• [HOW TO COMPLETE THIS TASK]: Where in the listing does the string "fixture" appear? Copy every line that holds it.
= = = =
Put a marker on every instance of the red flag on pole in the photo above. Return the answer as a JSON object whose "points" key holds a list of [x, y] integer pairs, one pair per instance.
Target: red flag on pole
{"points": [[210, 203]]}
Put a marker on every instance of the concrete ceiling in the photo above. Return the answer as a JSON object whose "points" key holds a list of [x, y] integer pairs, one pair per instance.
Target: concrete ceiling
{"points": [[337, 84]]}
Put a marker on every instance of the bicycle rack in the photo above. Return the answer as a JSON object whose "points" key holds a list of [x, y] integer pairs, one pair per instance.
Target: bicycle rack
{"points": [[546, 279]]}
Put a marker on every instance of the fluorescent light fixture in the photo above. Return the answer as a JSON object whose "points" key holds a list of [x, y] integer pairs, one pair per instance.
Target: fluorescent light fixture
= = = =
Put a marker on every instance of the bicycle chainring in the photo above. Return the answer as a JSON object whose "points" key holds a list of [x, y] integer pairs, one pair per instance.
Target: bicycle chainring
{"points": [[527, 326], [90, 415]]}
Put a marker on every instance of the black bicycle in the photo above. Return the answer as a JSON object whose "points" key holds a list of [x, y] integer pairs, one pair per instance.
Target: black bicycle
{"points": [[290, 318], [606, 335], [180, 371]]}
= = = =
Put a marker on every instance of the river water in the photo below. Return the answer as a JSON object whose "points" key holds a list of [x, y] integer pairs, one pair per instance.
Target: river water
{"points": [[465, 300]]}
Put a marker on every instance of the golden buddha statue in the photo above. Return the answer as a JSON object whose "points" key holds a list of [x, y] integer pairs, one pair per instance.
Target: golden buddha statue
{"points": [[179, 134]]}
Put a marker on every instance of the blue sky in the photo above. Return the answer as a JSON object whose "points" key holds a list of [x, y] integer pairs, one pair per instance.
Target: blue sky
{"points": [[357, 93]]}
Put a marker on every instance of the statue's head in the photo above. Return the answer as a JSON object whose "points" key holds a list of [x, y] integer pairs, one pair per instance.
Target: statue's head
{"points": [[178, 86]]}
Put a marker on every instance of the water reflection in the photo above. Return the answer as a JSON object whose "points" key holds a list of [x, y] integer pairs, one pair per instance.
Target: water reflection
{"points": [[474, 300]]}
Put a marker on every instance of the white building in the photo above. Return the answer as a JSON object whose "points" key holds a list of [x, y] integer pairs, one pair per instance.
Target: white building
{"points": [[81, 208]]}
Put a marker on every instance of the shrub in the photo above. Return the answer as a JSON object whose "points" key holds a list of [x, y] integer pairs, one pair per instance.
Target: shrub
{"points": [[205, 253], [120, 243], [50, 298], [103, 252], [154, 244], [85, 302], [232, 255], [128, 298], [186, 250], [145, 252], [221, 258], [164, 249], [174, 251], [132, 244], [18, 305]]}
= = = =
• [RESPONSE AREA]:
Put a marker on every instance of the fluorescent light fixture in the photo above. Return the answer as a JSON object whose "points" key holds a list of [x, y] integer pairs, one pair per instance.
Target: fluorescent light fixture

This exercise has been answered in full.